Start of QUOTED PASSAGE

The Promiseshutterstock_177372503.jpg of Immunotherapy and Early Successes

Our immune systems may be one of the most powerful resources that we have in the fight against cancer. With all of the mounting evidence of immunotherapy used to treat melanoma, lung cancer and bladder cancer, immunotherapy as a treatment option is here to stay. But as highlighted on many occasions and again at ASCO [1], immunotherapy doesn’t always work.

Understanding Why Immunotherapy Doesn’t Always Work

While there’s certainly a scientific revolution going on, we're still in the early stages. For a majority of patients, immunotherapy doesn’t work for reasons that we are trying to better understand. There are many hypotheses as to why, including whether or not the tumor is “hot” or “cold.” “Hot” tumors are those that can be more easily recognized and successfully attacked by the body’s immune system, while “cold” tumors are those that are not. Understanding what makes a tumor responsive to immunotherapy is essential, but very challenging as the tumor biology is dynamic and complex. For instance, while many tumors are “hot” because of their mutational load, there are many tumors with high mutational load that are non-responsive to immunotherapy because of other factors, such as the tumor microenvironment.

End of QUOTED PASSAGE
Start of DATA LISTING

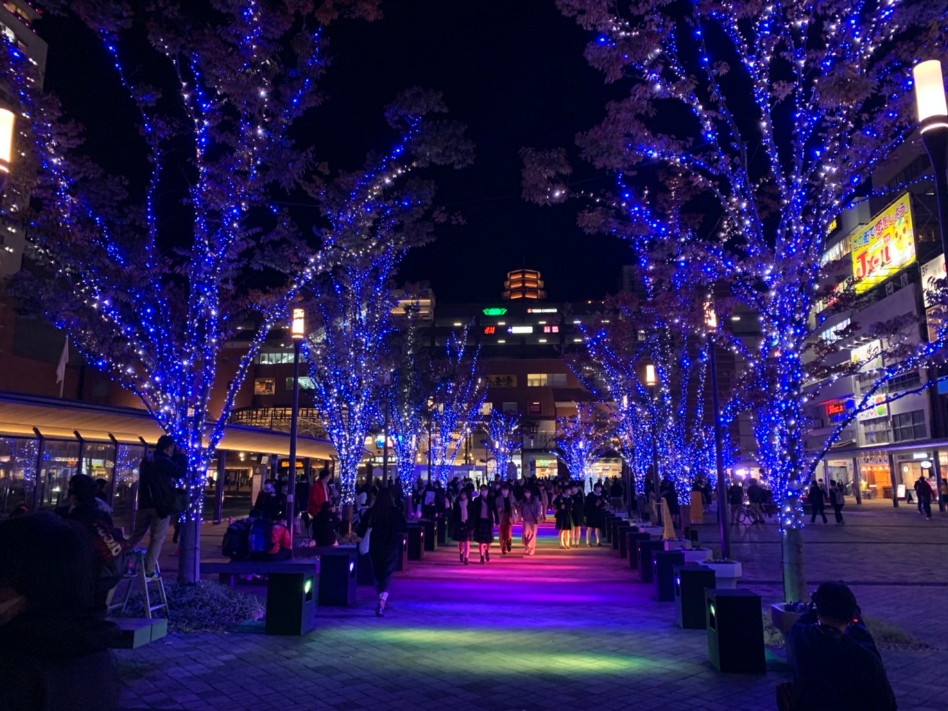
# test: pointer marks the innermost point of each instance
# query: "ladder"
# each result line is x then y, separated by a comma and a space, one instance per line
145, 583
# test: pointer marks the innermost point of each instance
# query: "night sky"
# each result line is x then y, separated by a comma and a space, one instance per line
512, 70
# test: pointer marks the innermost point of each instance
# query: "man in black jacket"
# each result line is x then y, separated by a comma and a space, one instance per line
159, 475
830, 644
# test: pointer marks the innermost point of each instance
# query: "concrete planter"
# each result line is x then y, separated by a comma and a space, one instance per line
726, 574
782, 619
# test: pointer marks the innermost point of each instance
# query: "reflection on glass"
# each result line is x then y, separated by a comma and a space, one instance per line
17, 467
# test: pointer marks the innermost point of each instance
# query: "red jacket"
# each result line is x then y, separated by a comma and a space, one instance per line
318, 493
280, 538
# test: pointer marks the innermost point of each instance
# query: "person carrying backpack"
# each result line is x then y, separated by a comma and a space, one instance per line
159, 475
109, 545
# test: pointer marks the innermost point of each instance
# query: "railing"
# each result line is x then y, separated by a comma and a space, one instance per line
278, 419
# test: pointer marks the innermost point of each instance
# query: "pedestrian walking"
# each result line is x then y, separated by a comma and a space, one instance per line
387, 524
838, 500
925, 494
506, 510
577, 512
594, 506
530, 515
562, 506
817, 501
461, 526
484, 516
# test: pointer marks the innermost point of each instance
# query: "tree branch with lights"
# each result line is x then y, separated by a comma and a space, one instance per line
773, 146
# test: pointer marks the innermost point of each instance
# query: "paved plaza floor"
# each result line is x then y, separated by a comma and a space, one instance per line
563, 629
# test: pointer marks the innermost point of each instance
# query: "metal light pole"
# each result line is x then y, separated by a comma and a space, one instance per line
7, 121
932, 110
651, 382
711, 321
389, 380
298, 333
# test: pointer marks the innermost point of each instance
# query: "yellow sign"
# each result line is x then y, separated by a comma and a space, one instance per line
883, 247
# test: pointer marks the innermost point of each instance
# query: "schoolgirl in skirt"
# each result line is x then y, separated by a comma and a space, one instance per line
484, 515
564, 521
462, 525
576, 513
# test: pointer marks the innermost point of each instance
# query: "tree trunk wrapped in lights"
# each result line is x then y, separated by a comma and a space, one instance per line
764, 121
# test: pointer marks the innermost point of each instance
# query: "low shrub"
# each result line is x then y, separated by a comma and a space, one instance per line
204, 607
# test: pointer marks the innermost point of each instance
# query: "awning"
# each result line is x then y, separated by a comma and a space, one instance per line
61, 419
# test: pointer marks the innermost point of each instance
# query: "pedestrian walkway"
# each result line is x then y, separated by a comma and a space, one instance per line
564, 628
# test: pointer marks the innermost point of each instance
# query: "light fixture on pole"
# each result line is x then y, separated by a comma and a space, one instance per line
651, 382
298, 333
711, 322
7, 122
932, 107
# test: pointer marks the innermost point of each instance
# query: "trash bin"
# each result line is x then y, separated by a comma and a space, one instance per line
690, 583
402, 564
337, 576
416, 541
607, 518
622, 532
364, 570
431, 534
646, 548
633, 538
663, 574
735, 631
291, 601
614, 531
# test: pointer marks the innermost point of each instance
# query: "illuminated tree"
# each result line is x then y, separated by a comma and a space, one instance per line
144, 300
503, 439
582, 439
456, 402
372, 220
767, 119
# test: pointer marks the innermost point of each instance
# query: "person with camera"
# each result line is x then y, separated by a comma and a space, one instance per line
160, 475
829, 643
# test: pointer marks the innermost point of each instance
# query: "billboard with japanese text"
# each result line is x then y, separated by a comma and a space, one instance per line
883, 247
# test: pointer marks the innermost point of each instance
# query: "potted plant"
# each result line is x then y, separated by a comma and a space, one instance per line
726, 572
784, 614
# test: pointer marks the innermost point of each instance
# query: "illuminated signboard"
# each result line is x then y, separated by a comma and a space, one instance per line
838, 410
884, 246
875, 408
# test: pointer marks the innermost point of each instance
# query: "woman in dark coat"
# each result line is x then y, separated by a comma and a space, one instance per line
387, 524
483, 514
461, 524
562, 508
595, 504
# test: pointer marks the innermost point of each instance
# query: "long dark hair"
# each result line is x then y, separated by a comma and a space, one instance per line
383, 505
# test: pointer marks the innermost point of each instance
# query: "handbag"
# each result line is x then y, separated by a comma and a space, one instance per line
364, 543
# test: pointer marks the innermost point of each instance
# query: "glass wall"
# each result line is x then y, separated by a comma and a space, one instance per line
60, 462
126, 484
17, 467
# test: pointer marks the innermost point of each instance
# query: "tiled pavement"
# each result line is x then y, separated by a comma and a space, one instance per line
569, 629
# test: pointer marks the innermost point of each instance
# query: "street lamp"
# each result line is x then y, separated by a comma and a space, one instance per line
932, 110
297, 333
711, 322
7, 121
651, 382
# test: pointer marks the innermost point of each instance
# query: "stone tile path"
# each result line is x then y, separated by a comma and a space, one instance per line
571, 629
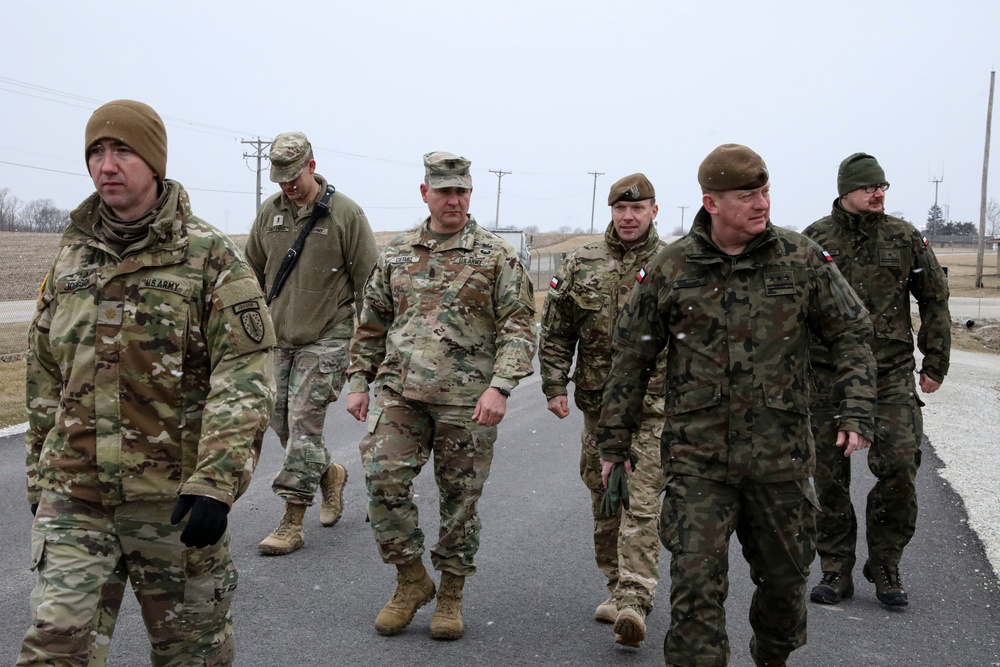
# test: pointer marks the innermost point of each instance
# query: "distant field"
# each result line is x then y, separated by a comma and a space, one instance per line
25, 258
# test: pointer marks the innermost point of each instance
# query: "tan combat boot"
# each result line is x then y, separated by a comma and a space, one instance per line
446, 623
288, 536
331, 486
414, 589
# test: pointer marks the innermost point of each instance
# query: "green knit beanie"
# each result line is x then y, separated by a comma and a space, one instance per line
857, 171
134, 124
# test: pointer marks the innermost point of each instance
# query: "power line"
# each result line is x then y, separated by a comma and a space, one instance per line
593, 198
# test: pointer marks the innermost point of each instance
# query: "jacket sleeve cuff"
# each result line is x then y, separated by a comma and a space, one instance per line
357, 384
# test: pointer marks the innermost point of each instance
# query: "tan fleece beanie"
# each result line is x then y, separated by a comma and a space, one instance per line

End of DATA LISTING

■ WHAT YOU SHOULD DO ■
After the listing, continue the article on immunotherapy and cancer from the point where it stops.

■ RESPONSE TO THE TASK ■
A Path Forward to Providing Individualized Treatments

So how do we make a “cold” tumor “hot”? Having a holistic framework that incorporates the many factors that drive treatment success is a key part of the solution. This framework can involve a characterization of the many aspects that govern how the immune system interacts with tumors [2], including checkpoint inhibition and the degree of mutational load. The framework can also be used to identify how different treatment options address the immune-tumor interaction. Application of this framework will then be a way to better understand whether the treatment for a given cancer patient with her own particular oncologic signature should be single agent immunotherapy, a combination of immunotherapeutic agents, immunotherapy combined with chemotherapy/vaccine, or other emerging options. While limiting medical and financial toxicities, it will enable a purposeful and planned approach for providing an improved chance of success for each individual patient. 

Opportunities for Continued Partnerships

This framework can also serve as a map to systematically allow the scientific and medical communities, in partnership with pharmaceutical and diagnostic companies, to continue the research and commercialization required to ultimately allow each patient to receive the right therapy. A comprehensive understanding based on a holistic framework that characterizes immune-tumor interactions will uncover the best treatments for individuals and will give us a key tool needed to defeat cancer.

 

[1] R. Vonderheide, “The View Behind Single-Agent Checkpoint Blockade,” ASCO, 2016.

[2] C. Blank et al., “The Cancer Immunogram,” Science, vol 352, pp. 659-660, 2016.